WHAT TO DO:
Rewrite the records below, swapping "podium" for "lectern" and leaving everything else unchanged.

========================================

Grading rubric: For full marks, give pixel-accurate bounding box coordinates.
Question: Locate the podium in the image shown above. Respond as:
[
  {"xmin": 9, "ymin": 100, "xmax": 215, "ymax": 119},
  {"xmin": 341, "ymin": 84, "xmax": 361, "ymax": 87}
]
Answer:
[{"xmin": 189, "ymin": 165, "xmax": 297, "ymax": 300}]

========================================

COMPLETE RESPONSE:
Grading rubric: For full marks, give pixel-accurate bounding box coordinates.
Question: Locate the lectern in the image shown above. Respond as:
[
  {"xmin": 9, "ymin": 100, "xmax": 215, "ymax": 119},
  {"xmin": 341, "ymin": 84, "xmax": 361, "ymax": 87}
]
Answer:
[{"xmin": 189, "ymin": 165, "xmax": 297, "ymax": 300}]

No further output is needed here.